* Data rows *

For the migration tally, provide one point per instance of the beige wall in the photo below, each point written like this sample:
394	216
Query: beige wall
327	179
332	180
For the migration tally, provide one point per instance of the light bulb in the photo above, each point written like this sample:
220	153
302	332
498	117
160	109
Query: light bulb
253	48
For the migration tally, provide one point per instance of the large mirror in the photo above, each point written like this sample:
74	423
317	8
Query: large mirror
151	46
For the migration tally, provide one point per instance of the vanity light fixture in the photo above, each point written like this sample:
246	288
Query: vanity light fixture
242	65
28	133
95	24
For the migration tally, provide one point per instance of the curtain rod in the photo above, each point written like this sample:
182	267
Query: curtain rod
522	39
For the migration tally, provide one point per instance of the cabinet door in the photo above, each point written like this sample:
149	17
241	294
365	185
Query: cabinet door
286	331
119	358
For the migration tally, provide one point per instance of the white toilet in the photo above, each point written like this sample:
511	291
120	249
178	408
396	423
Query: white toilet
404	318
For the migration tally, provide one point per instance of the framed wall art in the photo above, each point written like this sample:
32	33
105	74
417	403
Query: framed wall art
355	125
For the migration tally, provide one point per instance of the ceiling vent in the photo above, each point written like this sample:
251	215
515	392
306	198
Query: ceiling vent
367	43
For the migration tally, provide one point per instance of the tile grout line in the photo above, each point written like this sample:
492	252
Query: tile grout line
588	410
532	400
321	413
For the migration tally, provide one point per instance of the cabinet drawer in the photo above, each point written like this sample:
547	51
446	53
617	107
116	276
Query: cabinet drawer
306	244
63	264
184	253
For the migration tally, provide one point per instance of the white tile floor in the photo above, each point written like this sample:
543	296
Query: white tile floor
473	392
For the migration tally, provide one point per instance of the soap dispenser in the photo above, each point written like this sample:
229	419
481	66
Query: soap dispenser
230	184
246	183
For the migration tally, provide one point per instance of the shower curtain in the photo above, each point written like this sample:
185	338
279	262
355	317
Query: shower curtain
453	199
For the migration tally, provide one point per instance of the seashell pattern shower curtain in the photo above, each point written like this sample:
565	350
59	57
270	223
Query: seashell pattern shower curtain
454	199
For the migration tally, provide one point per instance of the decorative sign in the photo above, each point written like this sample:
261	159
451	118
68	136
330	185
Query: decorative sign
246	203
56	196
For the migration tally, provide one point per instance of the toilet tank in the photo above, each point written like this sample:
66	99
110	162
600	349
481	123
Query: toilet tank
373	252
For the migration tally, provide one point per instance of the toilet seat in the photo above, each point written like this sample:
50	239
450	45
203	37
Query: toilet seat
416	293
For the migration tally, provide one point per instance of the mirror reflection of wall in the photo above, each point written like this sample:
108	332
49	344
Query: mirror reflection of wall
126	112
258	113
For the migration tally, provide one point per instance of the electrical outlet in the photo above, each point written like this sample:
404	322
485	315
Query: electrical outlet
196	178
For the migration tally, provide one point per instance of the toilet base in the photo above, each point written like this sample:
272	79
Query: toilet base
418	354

* Written problem *
Each record above should be restated word for word.

* Written answer *
For the migration tally, provide one point per instance of the beige wall in the photo below, each point written like this sample:
394	216
Query: beige wall
327	179
332	180
For the migration tally, provide one point per instance of the light bulb in the photo above, each point written like this sample:
220	153
302	332
498	117
160	109
Query: light bulb
253	48
For the migration tally, provide one point per instance of the large mirror in the photo above, each point written like this sample:
74	423
317	8
Query: large mirror
151	46
For the migration tally, provide one point per instance of the vanity light fixture in the photo above, each point written like this sample:
246	288
Query: vanity light fixture
242	65
28	133
95	24
For the migration tally, provide one point per instance of the curtain rod in the photo above, each point written like this sample:
182	267
Query: curtain rod
522	39
For the migration tally, provide one point per instance of the cabinet door in the photo above, each point written like this sample:
149	17
241	294
365	185
Query: cabinet door
286	331
119	358
For the migration tally, provide one point per instance of the white toilet in the photo above, each point written like this sample:
511	291
120	249
178	408
396	423
Query: white toilet
404	318
For the migration tally, provide one point per instance of the framed wall art in the photo above, each point written like this sample:
32	33
105	74
417	403
Query: framed wall art
355	125
For the migration tally, provide one point per instance of the ceiling vent in the photo above, each point written like this sample:
251	215
515	392
306	198
Query: ceiling vent
367	43
For the migration tally, provide one point per instance of the tile grout line in the photo above, each point written like this sample:
492	252
Query: tile grout line
588	410
532	400
321	413
For the migration tally, provide one point per instance of the cabinet drawer in the photo above, each point written like this sample:
547	51
446	53
617	107
116	276
Query: cabinet drawer
306	244
63	264
184	253
For the migration tally, provide one point per instance of the white tile floor in the photo above, each point written like this sample:
543	296
Query: white tile floor
473	392
For the migration tally, provide one point per instance of the soap dispenser in the photo above, each point written like this sample:
229	419
481	66
Query: soap dispenser
230	184
246	183
For the migration tally, provide one point per instance of the shower curtain in the photo above, each point written like this sample:
185	338
279	262
355	317
Query: shower curtain
453	199
For the migration tally, provide one point per instance of the seashell pattern shower curtain in the photo above, each point written like this sample:
565	350
59	57
270	223
Query: seashell pattern shower curtain
454	199
For the migration tally, provide one point per instance of the decorative sign in the photo above, each point written like this sample:
261	159
451	118
68	136
330	185
Query: decorative sign
246	203
56	196
For the migration tally, provide one point per instance of the toilet tank in the photo above, each point written like this sample:
66	99
110	162
600	349
481	123
Query: toilet tank
373	252
For the migration tally, provide one point per instance of the toilet seat in the photo above, each point written like this sample:
50	239
450	45
203	37
Query: toilet seat
416	293
For the migration tally, provide one point per instance of the mirror reflection of wall in the photo above, each point written like this sample:
108	332
49	344
Query: mirror reflection of wall
126	112
258	113
For the migration tally, provide one point per instance of the electrical outlet in the photo above, each point written like this sample:
404	322
485	315
Query: electrical outlet
196	178
For the migration tally, provide one point per instance of the toilet base in the photo above, each point written like this sample:
272	79
Query: toilet base
418	354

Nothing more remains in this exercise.